Arbeitsauftrag:
Gib aus dem Bericht zum Projekt „Stadt an den Fluss“ den Abschnitt wortgetreu wieder, der mit „Stadt und Architektenkammer“ beginnt und bis einschließlich „und zum Neckarufertunnel.“ reicht.

Ausgangstext:
Stadt und Architektenkammer präsentierten Werkstattbericht zum Projekt „Stadt an den Fluss“

Stadt an den Fluss! Heidelbergs größtes Stadtentwicklungsprojekt neben der „Bahnstadt“ nimmt Gestalt an. In einem Werkstattbericht informierten die Stadtverwaltung und die Architektenkammer am 28. April im Karlstorbahnhof über den Stand der Planungen zur Neckaruferpromenade und zum Neckarufertunnel.

Wo heute noch der Autoverkehr der Bundesstraße 37 die Stadt vom Fluss trennt, könnte in einigen Jahren eine attraktive Neckaruferpromenade zum Flanieren einladen. (Foto: Rothe)
Wo heute noch der Autoverkehr der Bundesstraße 37 die Stadt vom Fluss trennt, könnte in einigen Jahren eine attraktive Neckaruferpromenade zum Flanieren einladen. (Foto: Rothe)

Rund 300 Bürgerinnen und Bürger waren gekommen und zeigten lebhaftes Interesse an dem Projekt. Moderator Stephan Weber von der Heidelberger Architektenkammer unterstrich, der Abend sei dazu da, erste Konzepte und Ideen zu zeigen, denen es jetzt Flügel zu geben gelte.

Angaben:

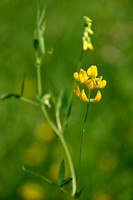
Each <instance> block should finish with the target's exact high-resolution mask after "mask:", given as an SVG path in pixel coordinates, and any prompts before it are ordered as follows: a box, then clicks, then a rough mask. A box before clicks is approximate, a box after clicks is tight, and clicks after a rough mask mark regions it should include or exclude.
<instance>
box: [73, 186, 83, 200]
mask: <svg viewBox="0 0 133 200" xmlns="http://www.w3.org/2000/svg"><path fill="white" fill-rule="evenodd" d="M84 189H85V187H82V188H80V189H79V190H77V192H76V193H75V198H76V199H77V198H79V197H80V196H81V194H82V192H83V190H84Z"/></svg>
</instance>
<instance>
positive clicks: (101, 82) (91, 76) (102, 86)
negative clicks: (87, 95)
mask: <svg viewBox="0 0 133 200" xmlns="http://www.w3.org/2000/svg"><path fill="white" fill-rule="evenodd" d="M97 75H98V71H97V67H96V66H95V65H91V66H90V67H89V68H88V70H87V71H85V70H83V69H80V71H79V73H78V72H75V73H74V75H73V76H74V79H75V80H76V81H79V82H80V83H82V84H85V85H86V86H87V88H88V89H89V90H92V89H95V88H97V89H102V88H104V87H105V86H106V84H107V81H106V80H103V77H102V76H100V77H99V78H96V77H97ZM74 94H75V95H76V96H78V97H79V98H80V99H81V100H82V101H86V102H88V101H90V102H99V101H100V99H101V98H102V95H101V92H100V90H98V91H97V94H96V96H95V98H94V99H89V98H88V97H87V95H86V93H85V90H84V89H83V90H82V91H80V89H79V86H78V85H75V87H74Z"/></svg>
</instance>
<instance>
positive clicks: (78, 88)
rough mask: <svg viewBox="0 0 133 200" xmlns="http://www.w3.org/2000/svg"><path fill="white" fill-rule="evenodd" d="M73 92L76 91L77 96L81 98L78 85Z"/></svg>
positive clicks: (79, 91) (75, 92)
mask: <svg viewBox="0 0 133 200" xmlns="http://www.w3.org/2000/svg"><path fill="white" fill-rule="evenodd" d="M73 91H74V94H75V96H78V97H80V89H79V86H78V85H75V87H74V90H73Z"/></svg>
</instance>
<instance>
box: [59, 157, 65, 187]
mask: <svg viewBox="0 0 133 200" xmlns="http://www.w3.org/2000/svg"><path fill="white" fill-rule="evenodd" d="M64 176H65V161H64V160H62V161H61V164H60V168H59V173H58V185H59V186H60V187H61V185H62V184H63V181H64Z"/></svg>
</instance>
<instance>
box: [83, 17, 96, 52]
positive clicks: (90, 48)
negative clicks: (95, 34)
mask: <svg viewBox="0 0 133 200" xmlns="http://www.w3.org/2000/svg"><path fill="white" fill-rule="evenodd" d="M83 18H84V26H85V28H84V33H83V37H82V40H83V50H84V51H86V50H87V49H90V50H91V51H93V50H94V47H93V45H92V43H91V38H90V35H92V34H93V31H92V29H91V25H92V20H91V19H90V18H89V17H87V16H84V17H83Z"/></svg>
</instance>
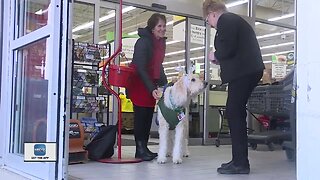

Schriftliche Antwort:
Stadt und Architektenkammer präsentierten Werkstattbericht zum Projekt „Stadt an den Fluss“

Stadt an den Fluss! Heidelbergs größtes Stadtentwicklungsprojekt neben der „Bahnstadt“ nimmt Gestalt an. In einem Werkstattbericht informierten die Stadtverwaltung und die Architektenkammer am 28. April im Karlstorbahnhof über den Stand der Planungen zur Neckaruferpromenade und zum Neckarufertunnel.